▸ **Reading passage**:
-=-=-
EAST RUTHERFORD, N.J. -- Around Giants Stadium exasperated officials insist it's too soon to pass judgment on Eli Manning and Ben Roethlisberger. Unfair comparisons, they say. Wait until Manning has an offensive line, wait until there's structure over chaos, wait until he can breathe.
Manning could still turn out to be the inspired choice in the long run.
Manning could still turn out to be, well, a Manning.
Listen, everyone expected Manning to struggle, but to hang a Blutarski quarterback rating against the Ravens -- 0.0 -- is unfathomable. The late George Plimpton had a better run as the Paper Lion.
There is a long list of great quarterbacks with opening acts as dreadful as Manning, and sure, he still has a chance to justify the Giants' faith in him as the No. 1 pick. For now, just stop insulting Roethlisberger's spectacular season with the flawed belief that Manning could've done for the Steelers what Roethlisberger has done across 11 unbeaten starts. Because it's ridiculous.
Push past the arm strength and mechanics and pedigrees, and distill Manning and Roethlisberger down to the essence of a quarterback's existence.
Whose presence do you feel when he walks into the stadium, the room, the huddle?
Who would you follow?
-=-=-
▸ **Source excerpt**:

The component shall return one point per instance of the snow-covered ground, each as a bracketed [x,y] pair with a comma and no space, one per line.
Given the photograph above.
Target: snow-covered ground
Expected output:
-=-=-
▸ **Problem requirements**: Copy out the whole article about Eli Manning and Ben Roethlisberger word for word. The listing is its own material and has no link to the Manning and Roethlisberger article.

▸ **Expected output**:
EAST RUTHERFORD, N.J. -- Around Giants Stadium exasperated officials insist it's too soon to pass judgment on Eli Manning and Ben Roethlisberger. Unfair comparisons, they say. Wait until Manning has an offensive line, wait until there's structure over chaos, wait until he can breathe.
Manning could still turn out to be the inspired choice in the long run.
Manning could still turn out to be, well, a Manning.
Listen, everyone expected Manning to struggle, but to hang a Blutarski quarterback rating against the Ravens -- 0.0 -- is unfathomable. The late George Plimpton had a better run as the Paper Lion.
There is a long list of great quarterbacks with opening acts as dreadful as Manning, and sure, he still has a chance to justify the Giants' faith in him as the No. 1 pick. For now, just stop insulting Roethlisberger's spectacular season with the flawed belief that Manning could've done for the Steelers what Roethlisberger has done across 11 unbeaten starts. Because it's ridiculous.
Push past the arm strength and mechanics and pedigrees, and distill Manning and Roethlisberger down to the essence of a quarterback's existence.
Whose presence do you feel when he walks into the stadium, the room, the huddle?
Who would you follow?